* _Page_:
Weft is a single-file declarative markup language for complete web pages.

It is designed for authors who should not need HTML, CSS, or JS knowledge.

Core goals:

One file equals one page.

Readable as plain text.

Good visual defaults.

No configuration files.

No separate CSS or JS files.

Optional JS injection only for motion effects.


2. Mental Model

Treat Weft as Markdown plus tags.

Content is written first.

Tags annotate visual intent.

The compiler chooses concrete layout and style details.

Weft is not programmable.


3. File Structure

A Weft source file:

Is UTF-8 text.

Uses extension .weft.

Represents exactly one web page.

There are no imports or includes.


4. Metadata

Metadata appears at the top of the file.

Each metadata line begins with @.

Metadata parsing ends when non-metadata content begins.

Unknown keys must be ignored.

@title My Page Title
@desc Short description for SEO
@theme default
@accent blue

Expected output mapping:

@title maps to HTML title.

@desc maps to meta description.

@theme and @accent influence theme variables.


5. Markdown Core

Supported baseline subset:

Headings level 1 through 4.

Paragraphs.

Links in Text form.

Images in !Alt form.

Horizontal rule with ---.

Inline strong using bold.

Inline code using code.

Fenced code blocks using triple backticks.


6. Tags

There are two categories:

Line tags at end-of-line.

Inline tags with open and close markers.

Unknown tags are not interpreted.


7. Line Tags

Example:

# Welcome <center> <glow>
This line is muted <muted>

Rules:

No closing marker is required.

Multiple line tags are allowed.

Tag order is not semantically significant.

Only end-of-line tags are interpreted as line tags.


8. Inline Tags

Example:

This <glow>word</glow> glows.

Rules:

Inline tags must close.

Nested inline tags are allowed when properly nested.

Inline tags override line-tag effects within their span.


9. Card Blocks

Cards are the only layout primitive.

Cards are delimited by ::: lines.

Adjacent cards form responsive rows.

* _Brief 1_:
Duplicate the passage of the Weft specification that opens with the words containing "Unknown keys must" and closes with "influence theme variables.".
* _Brief 2_:
According to the Weft specification, why does an author writing tags not need to specify concrete layout and style details? Answer in one to three sentences.
The entries that follow were taken from a separate source.

Stored dataset items:
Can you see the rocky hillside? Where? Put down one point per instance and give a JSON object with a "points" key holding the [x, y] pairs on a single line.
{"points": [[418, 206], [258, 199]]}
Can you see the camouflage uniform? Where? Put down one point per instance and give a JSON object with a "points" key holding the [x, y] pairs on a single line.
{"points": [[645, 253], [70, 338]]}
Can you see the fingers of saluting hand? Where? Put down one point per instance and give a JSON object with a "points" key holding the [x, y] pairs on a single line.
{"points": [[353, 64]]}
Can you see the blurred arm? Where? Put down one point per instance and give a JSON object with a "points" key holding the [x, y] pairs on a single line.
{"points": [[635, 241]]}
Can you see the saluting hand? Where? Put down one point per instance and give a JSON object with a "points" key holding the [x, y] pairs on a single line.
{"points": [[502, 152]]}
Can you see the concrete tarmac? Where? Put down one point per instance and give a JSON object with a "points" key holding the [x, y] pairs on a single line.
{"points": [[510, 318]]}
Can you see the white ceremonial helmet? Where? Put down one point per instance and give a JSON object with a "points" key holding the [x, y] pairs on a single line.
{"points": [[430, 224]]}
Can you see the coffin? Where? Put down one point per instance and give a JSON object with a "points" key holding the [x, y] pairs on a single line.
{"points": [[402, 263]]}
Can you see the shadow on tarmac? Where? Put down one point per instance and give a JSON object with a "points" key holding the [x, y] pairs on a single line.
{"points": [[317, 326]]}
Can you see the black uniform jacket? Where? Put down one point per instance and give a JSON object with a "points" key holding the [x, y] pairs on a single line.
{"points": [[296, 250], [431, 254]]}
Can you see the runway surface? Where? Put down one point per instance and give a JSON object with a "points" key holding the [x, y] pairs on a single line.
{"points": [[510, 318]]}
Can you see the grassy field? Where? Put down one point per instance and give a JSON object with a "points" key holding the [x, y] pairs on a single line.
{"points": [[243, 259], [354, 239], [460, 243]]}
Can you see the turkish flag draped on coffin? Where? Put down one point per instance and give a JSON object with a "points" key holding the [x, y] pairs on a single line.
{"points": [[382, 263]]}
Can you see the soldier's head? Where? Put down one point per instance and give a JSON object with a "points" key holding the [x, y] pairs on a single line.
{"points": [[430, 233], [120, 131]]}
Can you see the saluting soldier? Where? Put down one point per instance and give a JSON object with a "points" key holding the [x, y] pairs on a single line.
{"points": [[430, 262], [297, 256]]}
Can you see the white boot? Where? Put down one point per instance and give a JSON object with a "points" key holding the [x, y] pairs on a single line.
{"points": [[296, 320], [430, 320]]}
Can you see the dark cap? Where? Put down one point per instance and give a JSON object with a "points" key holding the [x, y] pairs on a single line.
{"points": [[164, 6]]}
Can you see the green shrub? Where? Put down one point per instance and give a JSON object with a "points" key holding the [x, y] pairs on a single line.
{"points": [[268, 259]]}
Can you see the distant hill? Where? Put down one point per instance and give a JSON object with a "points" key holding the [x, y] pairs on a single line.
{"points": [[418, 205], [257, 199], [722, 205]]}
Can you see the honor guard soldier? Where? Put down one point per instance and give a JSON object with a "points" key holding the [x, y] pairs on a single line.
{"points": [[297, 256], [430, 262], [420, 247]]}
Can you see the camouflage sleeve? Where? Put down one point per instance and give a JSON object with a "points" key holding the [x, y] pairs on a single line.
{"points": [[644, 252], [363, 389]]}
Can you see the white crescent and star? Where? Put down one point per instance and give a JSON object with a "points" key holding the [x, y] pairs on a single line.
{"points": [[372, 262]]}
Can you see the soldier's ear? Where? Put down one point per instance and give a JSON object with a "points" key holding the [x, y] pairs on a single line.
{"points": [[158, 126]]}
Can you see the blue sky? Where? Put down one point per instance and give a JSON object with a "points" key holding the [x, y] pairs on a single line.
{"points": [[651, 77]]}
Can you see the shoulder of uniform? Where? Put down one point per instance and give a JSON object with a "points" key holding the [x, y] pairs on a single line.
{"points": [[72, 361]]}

* _Exercise output 1_:
Unknown keys must be ignored.

@title My Page Title
@desc Short description for SEO
@theme default
@accent blue

Expected output mapping:

@title maps to HTML title.

@desc maps to meta description.

@theme and @accent influence theme variables.

* _Exercise output 2_:
In Weft, tags only annotate visual intent, and the compiler chooses the concrete layout and style details.